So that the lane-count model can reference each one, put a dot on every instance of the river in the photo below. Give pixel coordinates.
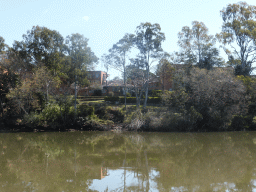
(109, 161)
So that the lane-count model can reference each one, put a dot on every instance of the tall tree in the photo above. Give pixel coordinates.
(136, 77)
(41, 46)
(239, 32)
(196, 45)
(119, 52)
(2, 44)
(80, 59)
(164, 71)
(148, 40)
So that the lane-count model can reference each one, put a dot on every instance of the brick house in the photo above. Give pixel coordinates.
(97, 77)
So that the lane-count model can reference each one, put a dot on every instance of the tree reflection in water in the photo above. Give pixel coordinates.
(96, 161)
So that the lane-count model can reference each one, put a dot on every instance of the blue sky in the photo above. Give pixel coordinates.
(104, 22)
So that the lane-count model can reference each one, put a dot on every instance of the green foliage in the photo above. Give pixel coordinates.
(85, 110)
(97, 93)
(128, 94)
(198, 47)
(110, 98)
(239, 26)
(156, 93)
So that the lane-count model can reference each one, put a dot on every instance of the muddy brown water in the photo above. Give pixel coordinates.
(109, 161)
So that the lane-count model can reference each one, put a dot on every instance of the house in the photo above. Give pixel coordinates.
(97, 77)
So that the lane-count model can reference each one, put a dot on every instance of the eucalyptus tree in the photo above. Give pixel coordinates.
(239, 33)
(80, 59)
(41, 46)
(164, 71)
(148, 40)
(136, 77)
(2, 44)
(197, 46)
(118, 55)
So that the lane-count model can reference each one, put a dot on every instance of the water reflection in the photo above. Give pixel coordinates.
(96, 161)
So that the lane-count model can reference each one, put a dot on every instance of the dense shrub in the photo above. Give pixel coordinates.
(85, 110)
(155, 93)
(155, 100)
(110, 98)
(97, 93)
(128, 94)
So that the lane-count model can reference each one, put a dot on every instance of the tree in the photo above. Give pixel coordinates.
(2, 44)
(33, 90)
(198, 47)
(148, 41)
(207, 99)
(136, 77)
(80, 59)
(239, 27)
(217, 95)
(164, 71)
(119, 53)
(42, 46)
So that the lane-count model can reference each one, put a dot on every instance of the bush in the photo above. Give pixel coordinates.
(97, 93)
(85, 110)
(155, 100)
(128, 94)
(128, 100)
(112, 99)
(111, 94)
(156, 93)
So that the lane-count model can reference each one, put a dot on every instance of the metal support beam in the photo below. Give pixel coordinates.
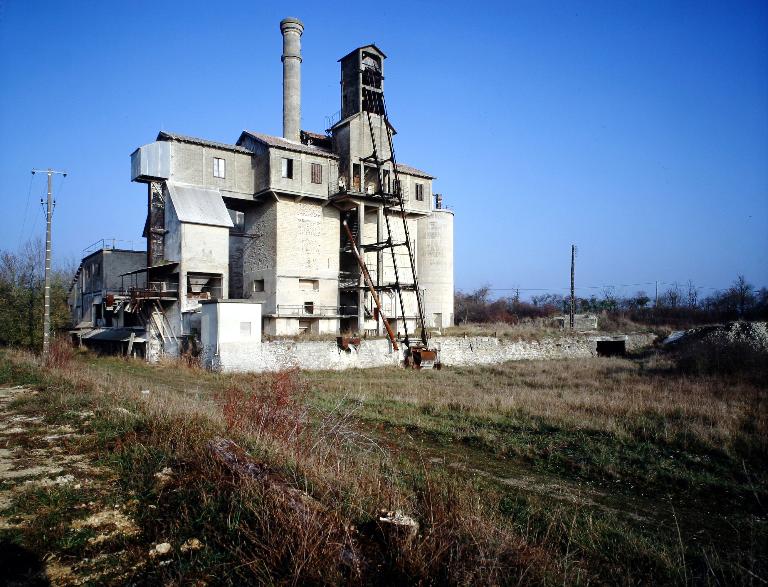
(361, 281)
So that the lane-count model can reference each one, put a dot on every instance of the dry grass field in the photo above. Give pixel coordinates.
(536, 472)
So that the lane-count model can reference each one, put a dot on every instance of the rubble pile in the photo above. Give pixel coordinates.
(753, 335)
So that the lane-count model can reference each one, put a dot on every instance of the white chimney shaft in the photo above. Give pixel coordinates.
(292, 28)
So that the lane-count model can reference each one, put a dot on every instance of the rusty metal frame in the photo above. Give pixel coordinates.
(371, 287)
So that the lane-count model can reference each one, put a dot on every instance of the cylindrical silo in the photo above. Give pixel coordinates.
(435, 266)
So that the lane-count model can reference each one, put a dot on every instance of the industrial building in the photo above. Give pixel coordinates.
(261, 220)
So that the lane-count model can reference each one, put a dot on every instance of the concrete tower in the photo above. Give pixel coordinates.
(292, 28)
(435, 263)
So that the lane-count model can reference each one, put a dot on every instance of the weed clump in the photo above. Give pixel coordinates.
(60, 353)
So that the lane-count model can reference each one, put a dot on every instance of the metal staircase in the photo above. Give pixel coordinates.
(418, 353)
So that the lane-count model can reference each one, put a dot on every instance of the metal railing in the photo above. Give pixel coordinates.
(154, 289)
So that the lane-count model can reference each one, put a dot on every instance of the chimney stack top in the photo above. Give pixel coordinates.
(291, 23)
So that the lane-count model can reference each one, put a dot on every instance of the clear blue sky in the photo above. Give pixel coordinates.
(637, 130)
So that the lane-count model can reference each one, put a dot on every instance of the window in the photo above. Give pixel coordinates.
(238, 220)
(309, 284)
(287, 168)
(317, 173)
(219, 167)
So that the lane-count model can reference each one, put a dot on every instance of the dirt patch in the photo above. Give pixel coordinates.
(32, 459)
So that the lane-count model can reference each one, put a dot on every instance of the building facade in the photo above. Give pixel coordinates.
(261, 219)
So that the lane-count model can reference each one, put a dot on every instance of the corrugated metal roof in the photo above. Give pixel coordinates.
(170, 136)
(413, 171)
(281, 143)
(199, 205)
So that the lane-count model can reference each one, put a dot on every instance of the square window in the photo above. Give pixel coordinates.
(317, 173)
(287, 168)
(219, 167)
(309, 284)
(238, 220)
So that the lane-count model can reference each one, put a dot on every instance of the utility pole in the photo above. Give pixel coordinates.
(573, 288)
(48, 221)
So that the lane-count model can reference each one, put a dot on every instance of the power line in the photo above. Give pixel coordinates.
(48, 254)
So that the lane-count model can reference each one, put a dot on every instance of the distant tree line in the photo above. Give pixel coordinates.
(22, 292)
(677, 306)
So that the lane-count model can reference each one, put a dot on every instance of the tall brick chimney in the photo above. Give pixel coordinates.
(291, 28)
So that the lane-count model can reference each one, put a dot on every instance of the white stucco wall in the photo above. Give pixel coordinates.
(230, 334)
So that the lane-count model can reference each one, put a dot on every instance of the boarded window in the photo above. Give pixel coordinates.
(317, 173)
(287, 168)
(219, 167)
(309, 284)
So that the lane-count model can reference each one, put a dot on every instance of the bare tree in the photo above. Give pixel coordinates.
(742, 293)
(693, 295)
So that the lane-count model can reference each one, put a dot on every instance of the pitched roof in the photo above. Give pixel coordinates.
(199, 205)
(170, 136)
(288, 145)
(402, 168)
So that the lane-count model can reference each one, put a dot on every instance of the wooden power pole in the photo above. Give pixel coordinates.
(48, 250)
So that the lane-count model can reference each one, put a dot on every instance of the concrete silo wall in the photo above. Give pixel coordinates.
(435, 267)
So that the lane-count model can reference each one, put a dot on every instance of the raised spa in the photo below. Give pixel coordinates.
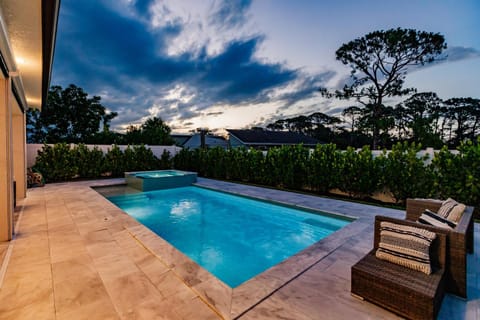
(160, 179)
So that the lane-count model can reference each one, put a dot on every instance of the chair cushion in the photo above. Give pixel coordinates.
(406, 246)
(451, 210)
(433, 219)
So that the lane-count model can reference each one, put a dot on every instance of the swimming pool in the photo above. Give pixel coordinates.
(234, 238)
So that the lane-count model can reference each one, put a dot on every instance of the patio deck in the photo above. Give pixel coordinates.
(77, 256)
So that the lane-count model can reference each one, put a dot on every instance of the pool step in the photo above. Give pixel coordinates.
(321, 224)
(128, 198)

==*==

» ASSIGNMENT: An exact, word-for-word copy of the records is expected, with no pictures in it.

» ANSWER BOX:
So that the lane-count model can reference each one, put a dot on every instance of the river in the photo below. Give pixel coordinates.
(109, 161)
So that the lane-count model can reference each one, put a dot on every instance of the tall tree in the photo above. Give pixel coordinates.
(136, 77)
(41, 46)
(239, 32)
(196, 45)
(119, 52)
(2, 44)
(80, 59)
(164, 71)
(148, 40)
So that the lane-count model can reference each one, put a dot on every instance of the brick house in the photo above. Give pixel coordinates.
(97, 77)
So that the lane-count model can reference each one, put a dot on every instance of the tree reflection in water in the photo above. Give pixel coordinates.
(96, 161)
So that the lane-count model can reference each one, put a dot on every instance of the blue sky in the photo above. Give pixel coordinates.
(104, 22)
So that the lane-count model can reference each one, put a dot on every instance of the green foliage in the photo above. Give pixel coordinates.
(85, 110)
(97, 93)
(128, 94)
(198, 47)
(110, 98)
(239, 26)
(156, 93)
So that the lane-count model can reference each one, put a dot on every instance of the muddy brown water in the photo above. Give pixel coordinates.
(109, 161)
So that the lane-count model can reference each one, put a dot on every instance of the house in the photo above. Give pixel coordinates.
(97, 77)
So that the lane-count model can reference each one, put a dot on every instance of the eucalyptus tree in the photo above. Give pixel coordinates.
(239, 33)
(80, 59)
(41, 46)
(164, 71)
(148, 40)
(136, 77)
(2, 44)
(197, 46)
(118, 55)
So that the lane-count model can reference each one, put a dot on every instance of the water reflection in the photo above. Give pixel coordinates.
(96, 161)
So that the lane-count model can reference each one, put a dot on every instance of the dense shrub in the photo above. Give pixel coordinates.
(85, 110)
(155, 93)
(155, 100)
(110, 98)
(97, 93)
(128, 94)
So that the lane-count model can reference each one, put a dot on every instance of the tree in the photo above. Give pixel coordinates.
(2, 44)
(33, 90)
(198, 47)
(148, 41)
(207, 99)
(136, 77)
(80, 59)
(239, 27)
(217, 95)
(164, 71)
(119, 53)
(42, 46)
So that the lane-count model can reference each one, put a dot on every instance of the bush in the photo above. Give pixel coordinates.
(97, 93)
(85, 110)
(155, 100)
(128, 94)
(128, 100)
(112, 99)
(111, 94)
(156, 93)
So that the lane-count model can reference each one, put a dot on every instance of the metal support beam in the photo below. Give pixel coordinates.
(361, 281)
So that the lane-count model can reference each one, put a dot on every instance of the dry grass field in the photo above. Give pixel coordinates.
(536, 472)
So that the lane-count model can reference each one, put a dot on every instance of the rubble pile in the photo above. Give pixel coordinates.
(753, 335)
So that the lane-count model can reference each one, put a dot on every instance of the white chimney shaft in the photo above. Give pixel coordinates.
(292, 28)
So that the lane-count model can reference each one, put a dot on every instance of the rusty metal frame in the photo above. Give pixel coordinates.
(371, 287)
So that the lane-count model can reference each one, put a dot on every instance of the cylindrical silo in the photo above. Give pixel coordinates.
(435, 266)
So that the lane-count model can reference each one, put a dot on every instance of the industrial building in the photo above. Give pixel coordinates.
(261, 220)
So that the lane-count model can reference each one, put a dot on every instance of the concrete tower in the photo above. Give pixel coordinates.
(292, 28)
(435, 263)
So that the lane-count model can reference each one, put a dot on every instance of the weed clump in the photo above. Give pixel coordinates.
(60, 353)
So that the lane-count model can reference each one, put a dot on every instance of the metal staircase in the photo above. Give pixel coordinates.
(418, 353)
So that the lane-count model can reference each one, put a dot on every instance of the metal railing in the photo above. Give pixel coordinates.
(154, 289)
So that the lane-count model can reference each one, put a dot on every instance of the chimney stack top in the photo above. Give pixel coordinates.
(291, 23)
So that the lane-count model can reference each one, put a dot on every instance of the clear blue sky in the photo above. Give pixel coordinates.
(637, 130)
So that the lane-count model can reference each one, put a dot on every instance of the window in the photo above. Give pixel coordinates.
(238, 220)
(309, 284)
(287, 168)
(317, 173)
(219, 167)
So that the lane-count model can reference each one, put a dot on every instance of the dirt patch in the photo above. Give pixel coordinates.
(32, 459)
So that the lane-count model can reference each one, put a dot on every instance of the building facade in the photo above. Give pixel coordinates.
(261, 219)
So that the lane-count model can reference each one, put a dot on every instance of the corrugated metal roof in the photo above. Give pixel coordinates.
(170, 136)
(413, 171)
(281, 143)
(199, 205)
So that the lane-count model can reference each one, put a dot on every instance of the square window in the photo above. Give pixel coordinates.
(317, 173)
(287, 168)
(219, 167)
(309, 284)
(238, 220)
So that the lane-count model can reference each one, put a dot on every instance of the utility pole in the photo above. Give pixel coordinates.
(573, 288)
(48, 221)
So that the lane-count model can reference each one, put a dot on every instance of the power line in the photo above. Give pixel coordinates.
(48, 254)
So that the lane-count model can reference each one, put a dot on every instance of the distant tree line in the photo above. Give pixel coordinates.
(22, 292)
(677, 306)
So that the lane-count model can reference each one, put a dot on every instance of the tall brick chimney in the photo above. Give pixel coordinates.
(291, 28)
So that the lane-count model can reference each one, put a dot on every instance of the white stucco wall in the photo above. Give pixel coordinates.
(230, 334)
So that the lane-count model can reference each one, put a dot on every instance of the boarded window in the photo above. Give pixel coordinates.
(317, 173)
(287, 168)
(219, 167)
(309, 284)
So that the lane-count model can reference each one, put a dot on every instance of the bare tree in the photo above. Give pixel coordinates.
(742, 293)
(693, 295)
So that the lane-count model can reference each one, put a dot on every instance of the pitched roof in the photo above. Give pixel coordinates.
(199, 205)
(170, 136)
(288, 145)
(402, 168)
So that the lane-count model can reference each one, put a dot on every instance of the wooden power pole in the photo above. Give pixel coordinates.
(48, 250)
So that the lane-count model can reference each one, put a dot on every instance of the concrete silo wall in the photo above. Give pixel coordinates.
(435, 267)
So that the lane-count model can reference each one, put a dot on every instance of the raised spa in the photo below. Give pixel coordinates.
(160, 179)
So that the lane-count model can reference each one, put a dot on every instance of the chair cushion in the photo above. Give pixel coordinates.
(406, 246)
(451, 210)
(433, 219)
So that the lane-count model can reference each one, put a dot on every instance of the swimming pool in the photo above. Give pixel coordinates.
(234, 238)
So that the lane-count model can reference each one, put a dot on every instance of the patio deck in the photo above. Give pixel coordinates.
(77, 256)
So that the lane-count model can reference each one, put a dot on every instance of the pool step in the photo above. Give pixel coordinates.
(321, 224)
(128, 198)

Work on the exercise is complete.